What you should do: Below is a set of entries. Reproduce exactly the lines from the one containing "Note: pick out each instance of the dry grass" through the end, both included.

(Point localization data)

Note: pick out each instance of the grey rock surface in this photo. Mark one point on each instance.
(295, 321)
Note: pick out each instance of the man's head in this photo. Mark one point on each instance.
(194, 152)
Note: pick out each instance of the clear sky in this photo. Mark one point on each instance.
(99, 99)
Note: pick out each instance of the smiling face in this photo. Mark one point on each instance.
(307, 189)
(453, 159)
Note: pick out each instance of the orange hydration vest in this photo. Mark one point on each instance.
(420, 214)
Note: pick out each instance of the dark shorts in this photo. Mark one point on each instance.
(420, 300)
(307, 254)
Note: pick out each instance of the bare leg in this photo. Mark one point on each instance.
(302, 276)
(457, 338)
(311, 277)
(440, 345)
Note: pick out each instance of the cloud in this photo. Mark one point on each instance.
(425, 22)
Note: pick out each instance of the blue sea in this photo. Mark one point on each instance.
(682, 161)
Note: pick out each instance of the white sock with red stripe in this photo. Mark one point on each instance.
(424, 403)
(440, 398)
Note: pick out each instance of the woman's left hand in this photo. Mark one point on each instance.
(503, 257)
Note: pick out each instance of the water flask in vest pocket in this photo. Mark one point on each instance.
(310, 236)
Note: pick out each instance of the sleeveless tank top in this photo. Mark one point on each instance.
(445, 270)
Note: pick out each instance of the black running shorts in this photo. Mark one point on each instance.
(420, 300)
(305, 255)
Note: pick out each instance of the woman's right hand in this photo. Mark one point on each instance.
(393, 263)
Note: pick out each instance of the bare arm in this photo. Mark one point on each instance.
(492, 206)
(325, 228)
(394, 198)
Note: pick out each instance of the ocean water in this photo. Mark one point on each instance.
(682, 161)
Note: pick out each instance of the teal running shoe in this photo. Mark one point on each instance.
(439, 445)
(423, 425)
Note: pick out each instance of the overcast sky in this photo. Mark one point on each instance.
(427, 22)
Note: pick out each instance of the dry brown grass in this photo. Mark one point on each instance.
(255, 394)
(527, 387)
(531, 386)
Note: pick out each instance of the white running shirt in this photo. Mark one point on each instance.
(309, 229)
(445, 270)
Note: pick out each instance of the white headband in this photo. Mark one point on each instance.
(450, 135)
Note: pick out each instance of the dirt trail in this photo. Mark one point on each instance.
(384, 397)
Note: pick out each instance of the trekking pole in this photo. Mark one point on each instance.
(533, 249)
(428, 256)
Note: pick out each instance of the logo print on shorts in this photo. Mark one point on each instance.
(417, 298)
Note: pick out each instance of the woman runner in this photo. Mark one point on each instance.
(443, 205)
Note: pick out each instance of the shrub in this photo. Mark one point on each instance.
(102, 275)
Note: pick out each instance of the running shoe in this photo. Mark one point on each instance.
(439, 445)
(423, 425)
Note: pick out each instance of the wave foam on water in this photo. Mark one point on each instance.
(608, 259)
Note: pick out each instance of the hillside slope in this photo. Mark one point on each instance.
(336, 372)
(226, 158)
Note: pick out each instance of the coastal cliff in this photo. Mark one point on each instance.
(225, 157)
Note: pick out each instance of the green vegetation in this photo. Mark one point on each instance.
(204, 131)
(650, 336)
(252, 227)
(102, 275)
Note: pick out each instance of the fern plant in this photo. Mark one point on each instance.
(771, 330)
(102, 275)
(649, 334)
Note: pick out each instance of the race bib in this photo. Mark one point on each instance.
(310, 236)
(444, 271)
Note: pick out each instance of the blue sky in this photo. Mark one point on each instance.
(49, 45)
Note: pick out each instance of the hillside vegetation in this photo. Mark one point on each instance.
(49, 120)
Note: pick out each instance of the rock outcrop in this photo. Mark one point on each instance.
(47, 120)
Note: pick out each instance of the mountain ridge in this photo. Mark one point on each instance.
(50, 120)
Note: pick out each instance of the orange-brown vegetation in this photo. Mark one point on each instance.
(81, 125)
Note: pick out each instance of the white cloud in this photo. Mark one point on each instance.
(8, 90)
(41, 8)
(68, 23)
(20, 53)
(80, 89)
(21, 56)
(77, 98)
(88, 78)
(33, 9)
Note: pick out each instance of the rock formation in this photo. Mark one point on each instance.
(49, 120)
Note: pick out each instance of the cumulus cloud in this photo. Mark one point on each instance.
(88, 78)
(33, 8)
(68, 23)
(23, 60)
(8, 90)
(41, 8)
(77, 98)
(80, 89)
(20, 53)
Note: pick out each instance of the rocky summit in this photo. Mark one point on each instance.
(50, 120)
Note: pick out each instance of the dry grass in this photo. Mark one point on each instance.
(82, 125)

Response to this exercise:
Note: pick out each instance of the dry grass in this photo. Mark one point on each instance.
(82, 125)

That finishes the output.